Each line from the one containing "the black nose" through the end of the data below is to be output verbatim, with no lines added or left out.

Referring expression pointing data
=-=-=-=-=

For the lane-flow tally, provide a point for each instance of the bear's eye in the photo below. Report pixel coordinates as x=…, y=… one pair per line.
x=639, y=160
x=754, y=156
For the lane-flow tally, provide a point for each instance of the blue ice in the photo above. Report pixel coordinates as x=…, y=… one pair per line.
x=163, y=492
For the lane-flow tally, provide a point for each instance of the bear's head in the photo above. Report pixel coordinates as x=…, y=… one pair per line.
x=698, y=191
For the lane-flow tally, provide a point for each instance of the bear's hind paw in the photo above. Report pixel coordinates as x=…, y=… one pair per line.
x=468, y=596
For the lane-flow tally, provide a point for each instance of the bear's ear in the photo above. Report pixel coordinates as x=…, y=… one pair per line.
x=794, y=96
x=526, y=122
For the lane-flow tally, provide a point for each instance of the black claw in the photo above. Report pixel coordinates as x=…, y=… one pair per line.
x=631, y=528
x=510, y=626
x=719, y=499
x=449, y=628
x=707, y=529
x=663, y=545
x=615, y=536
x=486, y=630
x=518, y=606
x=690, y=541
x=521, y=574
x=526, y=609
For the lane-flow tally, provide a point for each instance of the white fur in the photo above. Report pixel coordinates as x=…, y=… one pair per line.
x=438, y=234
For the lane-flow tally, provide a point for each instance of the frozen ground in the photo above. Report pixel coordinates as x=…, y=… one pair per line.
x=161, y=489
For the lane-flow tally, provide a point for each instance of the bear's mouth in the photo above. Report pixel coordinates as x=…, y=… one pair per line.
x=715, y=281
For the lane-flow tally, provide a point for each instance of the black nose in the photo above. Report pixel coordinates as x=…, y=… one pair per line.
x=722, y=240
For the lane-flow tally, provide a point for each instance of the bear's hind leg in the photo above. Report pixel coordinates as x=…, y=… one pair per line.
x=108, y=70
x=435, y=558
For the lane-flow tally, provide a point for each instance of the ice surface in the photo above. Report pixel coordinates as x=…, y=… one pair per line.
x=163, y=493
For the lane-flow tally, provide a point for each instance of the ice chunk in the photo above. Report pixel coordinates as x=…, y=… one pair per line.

=-=-=-=-=

• REPLY
For the lane-flow tally, provide a point for each instance of the black nose in the photo above. Report pixel coordinates as x=…, y=… one pair per line.
x=722, y=240
For the lane-flow tally, provide a point for each instance of the bear's hind leg in the photo above. Report pixel coordinates as x=…, y=… one pair per line.
x=108, y=70
x=435, y=558
For the lane-flow tally, provide a point for each instance of the ice surface in the photo above. Report pixel coordinates as x=…, y=… one pair per line.
x=163, y=493
For the lane-flow tally, provide a point for each instance of the ice chunk in the photo above. Report pixel coordinates as x=…, y=… one pair per line.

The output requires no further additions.